◆ **What is expected**
Using the records that follow, work out the number of lines with the word "motorcycle" in them; reply with that number only.

◆ **Data to process**
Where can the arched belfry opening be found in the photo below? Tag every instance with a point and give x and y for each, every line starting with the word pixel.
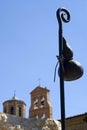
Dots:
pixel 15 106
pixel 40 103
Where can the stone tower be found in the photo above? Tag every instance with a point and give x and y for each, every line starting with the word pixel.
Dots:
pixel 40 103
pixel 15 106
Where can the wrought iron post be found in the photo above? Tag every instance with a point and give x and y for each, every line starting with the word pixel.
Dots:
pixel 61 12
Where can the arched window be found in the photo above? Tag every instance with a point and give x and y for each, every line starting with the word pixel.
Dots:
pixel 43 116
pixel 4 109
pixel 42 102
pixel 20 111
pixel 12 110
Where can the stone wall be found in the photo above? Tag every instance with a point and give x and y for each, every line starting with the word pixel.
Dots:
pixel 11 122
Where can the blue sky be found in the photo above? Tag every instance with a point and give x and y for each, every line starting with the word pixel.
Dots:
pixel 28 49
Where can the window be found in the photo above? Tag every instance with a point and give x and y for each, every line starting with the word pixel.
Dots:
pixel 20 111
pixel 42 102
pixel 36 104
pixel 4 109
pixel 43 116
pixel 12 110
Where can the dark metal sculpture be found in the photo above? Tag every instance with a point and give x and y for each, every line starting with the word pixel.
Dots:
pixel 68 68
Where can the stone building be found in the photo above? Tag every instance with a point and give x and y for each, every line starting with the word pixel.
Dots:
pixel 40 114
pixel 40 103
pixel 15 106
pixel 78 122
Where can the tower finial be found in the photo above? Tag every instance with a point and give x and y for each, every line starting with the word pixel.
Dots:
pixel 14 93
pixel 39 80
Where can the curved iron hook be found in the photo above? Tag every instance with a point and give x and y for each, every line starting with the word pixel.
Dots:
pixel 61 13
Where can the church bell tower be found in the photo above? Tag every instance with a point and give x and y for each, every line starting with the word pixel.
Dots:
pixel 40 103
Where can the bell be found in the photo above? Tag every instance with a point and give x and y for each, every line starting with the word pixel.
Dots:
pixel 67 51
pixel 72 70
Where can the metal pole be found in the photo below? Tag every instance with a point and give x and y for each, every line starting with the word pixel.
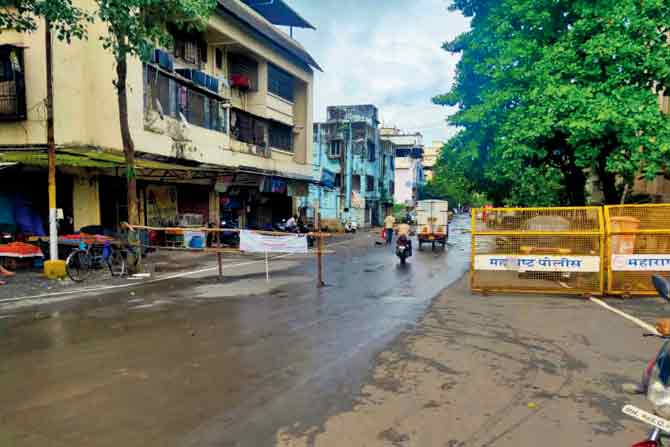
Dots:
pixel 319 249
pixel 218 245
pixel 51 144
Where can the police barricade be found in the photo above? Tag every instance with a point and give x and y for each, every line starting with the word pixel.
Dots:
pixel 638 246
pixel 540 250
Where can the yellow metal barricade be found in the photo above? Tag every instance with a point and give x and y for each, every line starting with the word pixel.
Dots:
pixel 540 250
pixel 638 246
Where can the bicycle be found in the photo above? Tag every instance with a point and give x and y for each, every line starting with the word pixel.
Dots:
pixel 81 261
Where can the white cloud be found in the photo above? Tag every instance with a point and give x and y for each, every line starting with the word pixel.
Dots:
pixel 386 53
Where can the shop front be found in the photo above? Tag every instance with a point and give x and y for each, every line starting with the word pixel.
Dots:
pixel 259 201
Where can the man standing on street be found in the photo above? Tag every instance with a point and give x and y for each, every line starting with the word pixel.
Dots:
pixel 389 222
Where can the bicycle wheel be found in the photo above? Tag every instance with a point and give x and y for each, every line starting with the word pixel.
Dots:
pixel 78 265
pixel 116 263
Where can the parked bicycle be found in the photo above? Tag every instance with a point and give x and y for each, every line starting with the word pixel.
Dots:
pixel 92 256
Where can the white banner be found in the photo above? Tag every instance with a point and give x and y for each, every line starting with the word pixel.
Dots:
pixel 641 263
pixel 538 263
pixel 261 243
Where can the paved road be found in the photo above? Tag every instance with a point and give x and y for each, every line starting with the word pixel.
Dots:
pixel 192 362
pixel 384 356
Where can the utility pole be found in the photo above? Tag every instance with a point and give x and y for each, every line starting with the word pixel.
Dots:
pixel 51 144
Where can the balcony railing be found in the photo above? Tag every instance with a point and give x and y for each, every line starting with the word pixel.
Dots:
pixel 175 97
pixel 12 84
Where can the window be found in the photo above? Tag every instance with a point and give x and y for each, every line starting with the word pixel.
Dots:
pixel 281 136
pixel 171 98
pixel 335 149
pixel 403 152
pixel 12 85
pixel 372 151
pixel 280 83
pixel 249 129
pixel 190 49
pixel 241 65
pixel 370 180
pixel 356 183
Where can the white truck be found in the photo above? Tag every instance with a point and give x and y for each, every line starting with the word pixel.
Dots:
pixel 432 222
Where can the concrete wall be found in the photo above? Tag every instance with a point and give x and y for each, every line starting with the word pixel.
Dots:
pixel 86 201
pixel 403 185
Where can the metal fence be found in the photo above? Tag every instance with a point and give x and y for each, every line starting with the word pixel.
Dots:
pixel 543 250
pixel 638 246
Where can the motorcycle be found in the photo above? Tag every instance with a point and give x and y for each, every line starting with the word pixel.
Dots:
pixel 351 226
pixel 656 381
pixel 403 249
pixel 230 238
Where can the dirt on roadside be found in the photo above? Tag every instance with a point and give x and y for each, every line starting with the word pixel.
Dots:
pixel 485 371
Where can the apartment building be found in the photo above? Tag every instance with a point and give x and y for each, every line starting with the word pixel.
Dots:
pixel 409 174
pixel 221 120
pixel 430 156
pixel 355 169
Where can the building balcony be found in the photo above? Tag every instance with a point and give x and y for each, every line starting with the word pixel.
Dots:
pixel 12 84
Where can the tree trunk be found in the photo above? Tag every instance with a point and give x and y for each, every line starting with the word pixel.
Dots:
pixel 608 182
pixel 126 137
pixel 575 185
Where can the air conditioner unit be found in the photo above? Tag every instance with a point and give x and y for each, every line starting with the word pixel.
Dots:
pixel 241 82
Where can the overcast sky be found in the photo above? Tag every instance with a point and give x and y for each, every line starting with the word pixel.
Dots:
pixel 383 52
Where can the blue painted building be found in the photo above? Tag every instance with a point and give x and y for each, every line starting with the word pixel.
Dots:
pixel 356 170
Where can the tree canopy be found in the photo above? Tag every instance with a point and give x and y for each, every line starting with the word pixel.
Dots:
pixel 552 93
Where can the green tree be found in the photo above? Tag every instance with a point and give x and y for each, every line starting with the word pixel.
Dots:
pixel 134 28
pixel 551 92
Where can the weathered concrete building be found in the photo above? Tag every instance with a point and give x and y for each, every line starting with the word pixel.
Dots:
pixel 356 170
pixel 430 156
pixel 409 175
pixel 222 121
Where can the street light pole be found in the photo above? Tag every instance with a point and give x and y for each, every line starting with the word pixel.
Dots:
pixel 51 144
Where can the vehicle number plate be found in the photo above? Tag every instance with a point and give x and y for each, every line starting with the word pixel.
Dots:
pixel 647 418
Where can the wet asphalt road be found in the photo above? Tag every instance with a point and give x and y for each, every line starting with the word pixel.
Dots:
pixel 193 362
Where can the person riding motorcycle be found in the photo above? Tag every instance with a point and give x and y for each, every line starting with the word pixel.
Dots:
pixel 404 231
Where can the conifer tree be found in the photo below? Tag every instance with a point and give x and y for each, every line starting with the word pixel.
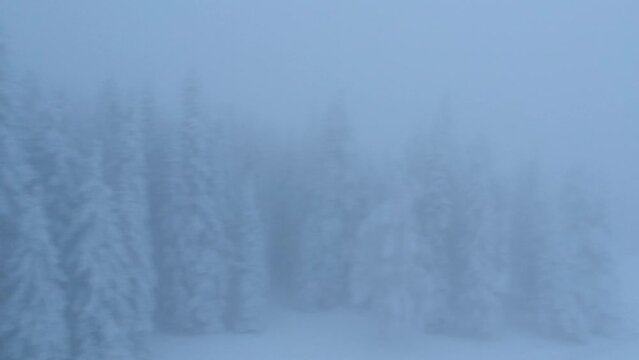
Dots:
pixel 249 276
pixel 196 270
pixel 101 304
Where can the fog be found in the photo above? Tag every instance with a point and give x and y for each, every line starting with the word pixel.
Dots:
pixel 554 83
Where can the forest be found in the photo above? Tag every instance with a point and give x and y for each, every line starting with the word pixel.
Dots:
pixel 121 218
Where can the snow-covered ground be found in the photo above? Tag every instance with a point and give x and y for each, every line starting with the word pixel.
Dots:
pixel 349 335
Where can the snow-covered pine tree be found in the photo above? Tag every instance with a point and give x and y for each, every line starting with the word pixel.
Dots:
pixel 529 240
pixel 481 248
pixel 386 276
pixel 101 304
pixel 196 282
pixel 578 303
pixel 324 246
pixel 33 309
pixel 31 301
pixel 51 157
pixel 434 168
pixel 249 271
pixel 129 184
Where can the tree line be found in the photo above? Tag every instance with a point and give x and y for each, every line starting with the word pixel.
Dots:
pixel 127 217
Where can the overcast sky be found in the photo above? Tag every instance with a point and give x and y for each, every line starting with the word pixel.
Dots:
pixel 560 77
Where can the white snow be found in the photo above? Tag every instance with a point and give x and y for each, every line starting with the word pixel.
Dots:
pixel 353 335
* * *
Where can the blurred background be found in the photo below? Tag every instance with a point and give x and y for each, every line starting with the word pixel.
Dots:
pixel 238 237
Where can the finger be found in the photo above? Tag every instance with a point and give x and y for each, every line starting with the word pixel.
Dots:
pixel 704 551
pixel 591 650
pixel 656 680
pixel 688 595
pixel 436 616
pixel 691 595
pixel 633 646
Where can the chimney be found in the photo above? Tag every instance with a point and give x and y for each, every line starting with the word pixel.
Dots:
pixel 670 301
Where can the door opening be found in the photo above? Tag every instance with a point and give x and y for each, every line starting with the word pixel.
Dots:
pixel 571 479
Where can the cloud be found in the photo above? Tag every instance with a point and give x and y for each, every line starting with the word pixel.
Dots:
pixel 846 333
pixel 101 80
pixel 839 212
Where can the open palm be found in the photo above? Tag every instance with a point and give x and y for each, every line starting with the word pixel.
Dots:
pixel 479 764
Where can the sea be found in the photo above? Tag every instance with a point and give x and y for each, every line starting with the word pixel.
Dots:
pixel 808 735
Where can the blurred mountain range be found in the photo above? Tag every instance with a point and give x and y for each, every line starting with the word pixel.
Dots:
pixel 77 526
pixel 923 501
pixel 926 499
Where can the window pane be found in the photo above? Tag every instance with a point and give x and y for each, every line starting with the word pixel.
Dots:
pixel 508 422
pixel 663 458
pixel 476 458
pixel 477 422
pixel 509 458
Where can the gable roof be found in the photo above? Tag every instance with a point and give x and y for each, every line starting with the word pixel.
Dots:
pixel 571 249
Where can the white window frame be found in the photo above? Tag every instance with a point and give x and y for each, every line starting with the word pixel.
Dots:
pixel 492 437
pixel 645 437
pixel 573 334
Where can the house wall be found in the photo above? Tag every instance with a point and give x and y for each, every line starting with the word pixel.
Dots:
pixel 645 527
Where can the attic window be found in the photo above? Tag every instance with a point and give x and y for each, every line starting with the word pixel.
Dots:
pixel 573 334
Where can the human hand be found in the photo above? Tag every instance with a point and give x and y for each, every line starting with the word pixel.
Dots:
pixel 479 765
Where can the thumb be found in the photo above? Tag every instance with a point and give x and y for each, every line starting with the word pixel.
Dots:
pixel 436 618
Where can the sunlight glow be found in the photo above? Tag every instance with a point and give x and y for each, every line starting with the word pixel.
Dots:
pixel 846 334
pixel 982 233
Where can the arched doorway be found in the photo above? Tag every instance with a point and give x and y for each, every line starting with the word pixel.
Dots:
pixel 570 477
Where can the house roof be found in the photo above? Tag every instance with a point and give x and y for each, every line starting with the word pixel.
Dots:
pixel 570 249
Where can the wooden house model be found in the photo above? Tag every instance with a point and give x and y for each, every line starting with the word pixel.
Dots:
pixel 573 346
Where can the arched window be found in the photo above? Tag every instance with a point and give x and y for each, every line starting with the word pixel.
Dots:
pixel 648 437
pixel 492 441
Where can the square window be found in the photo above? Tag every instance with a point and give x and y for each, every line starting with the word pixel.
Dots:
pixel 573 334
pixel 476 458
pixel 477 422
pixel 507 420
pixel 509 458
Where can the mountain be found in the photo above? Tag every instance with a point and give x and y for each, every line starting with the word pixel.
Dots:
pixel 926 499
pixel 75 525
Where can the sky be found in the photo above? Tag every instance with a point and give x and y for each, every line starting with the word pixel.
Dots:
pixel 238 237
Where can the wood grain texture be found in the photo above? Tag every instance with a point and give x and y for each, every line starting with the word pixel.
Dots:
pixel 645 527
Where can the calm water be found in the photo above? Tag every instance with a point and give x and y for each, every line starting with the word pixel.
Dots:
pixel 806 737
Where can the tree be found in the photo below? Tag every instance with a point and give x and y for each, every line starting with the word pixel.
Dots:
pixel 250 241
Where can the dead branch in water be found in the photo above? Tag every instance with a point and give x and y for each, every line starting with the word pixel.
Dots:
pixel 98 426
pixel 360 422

◆ **Solved problem**
2